___ Document segment

Since the birth of manned air travel, the aerospace industry has been on an endless quest to make planes lighter. From Clément Ader and the Wright brothers’ first aeroplane designs to those of today, reducing weight much as possible is a determining factor. “The aerospace industry spares no expense for each kilogram saved, around 100 times more than in the automotive industry,” Patricia Krawczak, a professor at engineering school Ecole Nationale Supérieure des Mines-Télécom de Lille-Douai, says. On average, the automotive industry is prepared to pay €1 per kilogram saved, against €100–500/kg for civil aviation, and up to €10,000/kg for space travel.
Currently, composites are the most prominent materials contributing to this quest. Made from fibres (usually carbon) connected by polymer resin, composites have been increasingly used by the aerospace sector. In fact, most recent models of aircraft, like the Airbus A380 or the Boeing 787, are made from approximately half composites (along with 20% aluminium, 15% titanium and 10% steel). “We’ve reached a plateau,” Ms. Krawczak remarks, “especially since metals like titanium and aluminium are also getting better.” Composites must therefore evolve.

______

**What to work on:**
• a. List each material the passage on lightweight aircraft materials gives as part of recent aircraft models, along with the share stated for it.
• b. Write the next part of the passage on lightweight aircraft materials, picking up right after its final sentence.
The material that comes after this passage isn't needed for any of the tasks.

___ Extracted material

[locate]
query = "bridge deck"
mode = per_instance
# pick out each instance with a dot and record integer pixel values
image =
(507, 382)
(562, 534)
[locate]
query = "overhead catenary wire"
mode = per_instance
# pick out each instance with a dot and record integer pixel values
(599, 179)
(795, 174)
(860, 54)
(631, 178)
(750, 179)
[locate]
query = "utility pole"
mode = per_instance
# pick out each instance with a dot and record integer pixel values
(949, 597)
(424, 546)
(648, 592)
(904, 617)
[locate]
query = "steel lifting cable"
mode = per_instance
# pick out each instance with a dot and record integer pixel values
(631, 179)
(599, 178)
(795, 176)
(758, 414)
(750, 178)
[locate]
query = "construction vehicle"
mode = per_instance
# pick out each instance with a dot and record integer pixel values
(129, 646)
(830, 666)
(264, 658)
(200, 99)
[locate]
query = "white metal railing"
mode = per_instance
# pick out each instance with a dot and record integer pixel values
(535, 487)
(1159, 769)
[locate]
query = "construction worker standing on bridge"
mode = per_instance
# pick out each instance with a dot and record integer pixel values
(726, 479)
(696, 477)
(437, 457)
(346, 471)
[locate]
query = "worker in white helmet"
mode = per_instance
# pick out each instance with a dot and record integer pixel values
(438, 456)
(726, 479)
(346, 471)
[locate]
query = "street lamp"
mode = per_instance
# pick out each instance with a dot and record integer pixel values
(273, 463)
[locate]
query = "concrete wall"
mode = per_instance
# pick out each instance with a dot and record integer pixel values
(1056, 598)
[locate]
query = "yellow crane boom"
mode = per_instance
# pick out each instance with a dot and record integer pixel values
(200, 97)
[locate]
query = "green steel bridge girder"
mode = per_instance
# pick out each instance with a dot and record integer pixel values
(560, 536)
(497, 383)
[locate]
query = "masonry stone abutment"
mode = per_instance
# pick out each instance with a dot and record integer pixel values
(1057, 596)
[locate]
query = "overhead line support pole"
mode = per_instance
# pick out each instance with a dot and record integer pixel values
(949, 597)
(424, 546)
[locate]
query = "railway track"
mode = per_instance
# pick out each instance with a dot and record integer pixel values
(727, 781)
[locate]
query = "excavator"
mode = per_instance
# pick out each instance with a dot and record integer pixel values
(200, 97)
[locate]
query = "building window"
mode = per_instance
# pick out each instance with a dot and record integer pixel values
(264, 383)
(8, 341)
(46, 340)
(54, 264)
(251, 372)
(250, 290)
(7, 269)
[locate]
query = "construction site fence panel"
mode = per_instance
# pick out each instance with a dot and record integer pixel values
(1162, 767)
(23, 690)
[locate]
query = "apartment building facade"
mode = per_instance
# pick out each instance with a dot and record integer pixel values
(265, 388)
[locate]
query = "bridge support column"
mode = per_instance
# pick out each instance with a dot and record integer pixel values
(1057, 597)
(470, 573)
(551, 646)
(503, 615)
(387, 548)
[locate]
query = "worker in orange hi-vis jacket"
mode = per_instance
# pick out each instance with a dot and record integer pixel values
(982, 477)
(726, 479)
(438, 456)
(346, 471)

______

**Responses for each task:**
• a.
Composites: approximately half
Aluminium: 20%
Titanium: 15%
Steel: 10%

• b.
The promise of thermoplastics
Engineers are working towards several objectives, the first of which is to cut the costs of production. While composites do have the advantage of being lightweight and guaranteeing good mechanical performance, the cost of production is still higher than that of their metal counterparts. To make production faster and cheaper, engineers are currently looking into so-called “thermoplastic” polymers. Unlike “thermoset” polymers, which, once hardened, cannot be softened or worked, thermoplastics remain weldable, workable and even recyclable. They also do not emit volatile organic compounds, polluting gases that are often toxic.
Making composites from thermoplastics is more complicated, however, because these polymers are less fluid and permeate fibres less easily. This means that the entire production chain would have to be redesigned to make these materials fulfil the specifications of the aerospace industry. But, should it work, it would mean fewer assemblies, less waste from manufacturing, or waste that could be reused, and better recycling of parts at end-of-life.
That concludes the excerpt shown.